DE RAAD VAN DE EUROPESE UNIE,

Gelet op het Verdrag betreffende de Europese Unie,

Gelet op Besluit 2005/387/JBZ van de Raad van 10 mei 2005 inzake de uitwisseling van informatie, de risicobeoordeling en de controle ten aanzien van nieuwe psychoactieve stoffen (1), en met name op artikel 8, lid 3,

Gezien het voorstel van de Commissie,

Na raadpleging van het Europees Parlement,

Overwegende hetgeen volgt:

(1)

Op grond van Besluit 2005/387/JBZ werd tijdens een bijzondere vergadering van het uitgebreide wetenschappelijk comité van het Europees Waarnemingscentrum voor drugs en drugsverslaving een risicobeoordelingsverslag over 1-benzylpiperazine (BZP) opgesteld, dat vervolgens op 31 mei 2007 bij de Raad en de Commissie werd ingediend.

(2)

BZP is een synthetische stof. Zij werd in de Europese Unie voor het eerst gesignaleerd in 1999. Zoals amfetamine en metamfetamine stimuleert BZP het centrale zenuwstelsel, maar de kracht van de werking ervan is veel minder groot (ongeveer 10 % van die van d-amfetamine). Het metabolisme van BZP kan worden beïnvloed door genetische polymorfismen in enzymsystemen, hetgeen kan leiden tot grote individuele verschillen in de susceptibiliteit voor de effecten van BZP. Ook interacties met andere drugs zijn mogelijk, maar in het algemeen is er een gebrek aan humane farmacokinetische gegevens.

(3)

In een aantal lidstaten is BZP legaal beschikbaar voor retailleveranciers van chemische producten; voor recreationele doeleinden wordt BZP in de vorm van tabletten en capsules verkocht via websites of in sommige landen in „smartshops/herbal shops”. Op de markt voor illegale drugs kan BZP ook worden verkocht/gekocht als de populaire drug ecstasy.

(4)

Dertien lidstaten en een derde land (Noorwegen) hebben BZP-vangsten in poeder-, capsule- of tabletvorm gemeld gaande van 1 capsule/tablet tot 64 900 tabletten. Er is weinig informatie die kan wijzen op de grootschalige synthese, verwerking of distributie van BZP en op de betrokkenheid van de georganiseerde criminaliteit.

┄┄┄┄┄┄┄┄┄┄

> **WAT TE DOEN**
Zet de tekst over BZP voort, te beginnen na de laatste zin hierboven. De vermeldingen hieronder staan los van de tekst over BZP.

┄┄┄┄┄┄┄┄┄┄

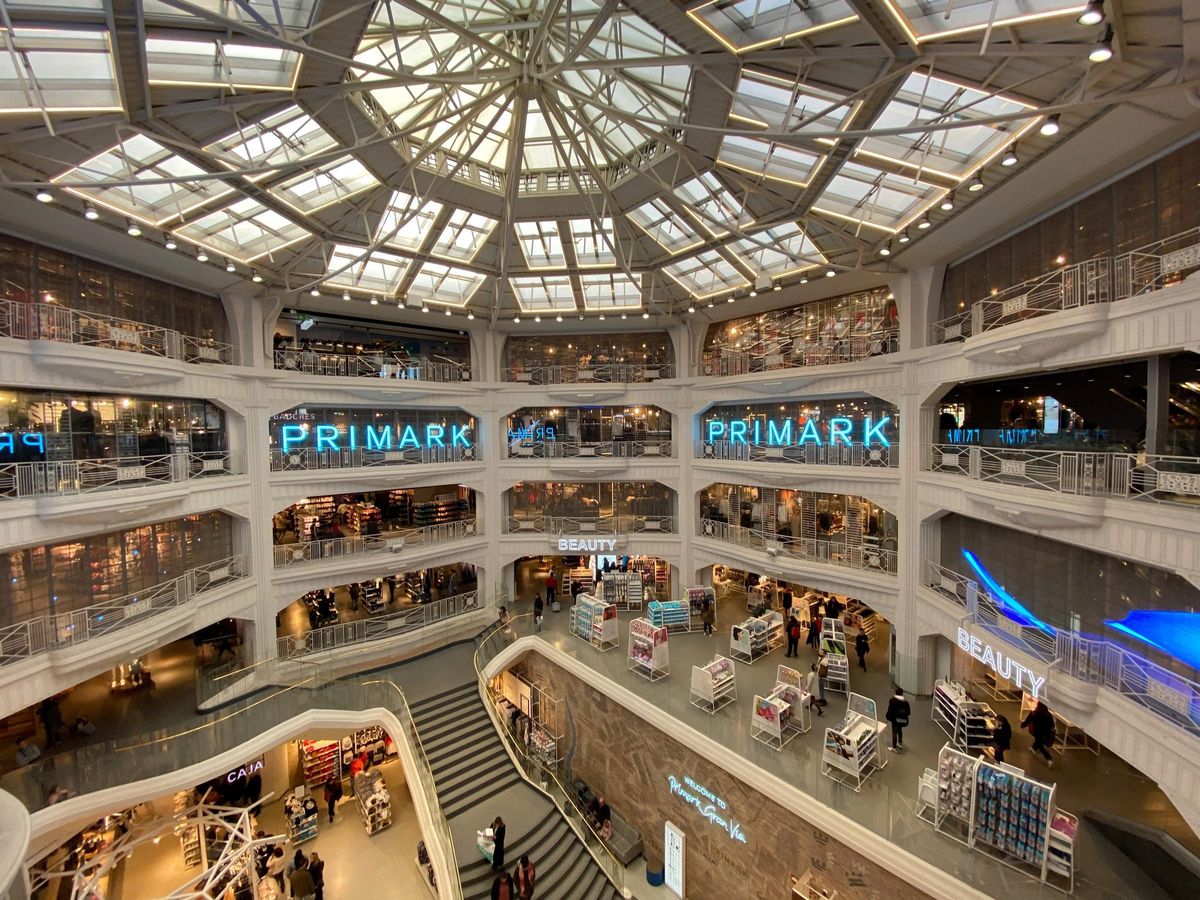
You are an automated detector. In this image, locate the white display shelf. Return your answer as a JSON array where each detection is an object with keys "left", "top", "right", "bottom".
[{"left": 691, "top": 656, "right": 738, "bottom": 714}]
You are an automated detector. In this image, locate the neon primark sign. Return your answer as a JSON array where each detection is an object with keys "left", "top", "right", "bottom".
[
  {"left": 706, "top": 415, "right": 892, "bottom": 446},
  {"left": 667, "top": 775, "right": 746, "bottom": 844}
]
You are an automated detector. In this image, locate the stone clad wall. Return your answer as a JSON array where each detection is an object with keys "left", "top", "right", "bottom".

┄┄┄┄┄┄┄┄┄┄

> **ANTWOORD**
(5)

BZP heeft geen bewezen of erkende medische waarde; er zijn in de Europese Unie geen bekende geneesmiddelen onder licentie die BZP bevatten.

(6)

BZP wordt momenteel niet aan een evaluatie onderworpen en dat is ook in het kader van het VN-systeem niet het geval geweest. In vijf lidstaten is BZP onderworpen aan de controlemaatregelen en strafrechtelijke sancties waarin is voorzien door de wetgeving van de lidstaten ingevolge hun verplichtingen uit hoofde van het VN-Verdrag van 1961 of van 1971. Twee lidstaten onderwerpen BZP aan controlemaatregelen krachtens hun geneesmiddelenwetgeving.

(7)

BZP is aangetroffen in post mortem genomen monsters. In welke mate BZP heeft bijgedragen tot de overlijdens is echter niet bekend, omdat in alle gevallen andere stoffen of andere omstandigheden een rol speelden.

(8)

Uit het risicobeoordelingsverslag over BZP blijkt dat er onvoldoende overtuigend bewijs bestaat over de aan BZP verbonden algemene risico’s. Wegens de stimulerende eigenschappen van BZP, het risico voor de gezondheid, het feit dat BZP geen medische voordelen biedt en gezien het voorzorgsbeginsel dient controle te worden uitgeoefend op deze stof, maar de controlemaatregelen dienen evenredig te zijn aan de relatief lage risico’s die aan deze stof zijn verbonden.

(9)

Het onder controle plaatsen van 1-benzylpiperazine kan problemen bij de internationale wetshandhaving en justitiële samenwerking helpen voorkomen,

BESLUIT:

Artikel 1

De lidstaten treffen overeenkomstig hun nationale wetgeving de noodzakelijke maatregelen om 1-benzylpiperazine (ook bekend onder de benaming 1-benzyl-1,4-diazacyclohexaan, N-benzylpiperazine of — minder nauwkeurig — benzylpiperazine of BZP) te onderwerpen aan de controlemaatregelen — die evenredig zijn aan de met deze stof samenhangende risico’s — en de strafrechtelijke sancties waarin is voorzien door de wetgeving die de lidstaten hebben aangenomen om te voldoen aan hun verplichtingen uit hoofde van het VN-Verdrag van 1971 inzake psychotrope stoffen.

Artikel 2

Dit besluit wordt bekendgemaakt in het Publicatieblad van de Europese Unie.

Het wordt van kracht op de dag volgende op die van de bekendmaking ervan.

Gedaan te Brussel, 3 maart 2008.

Voor de Raad

De voorzitter

J. PODOBNIK


(1)  PB L 127 van 20.5.2005, blz. 32.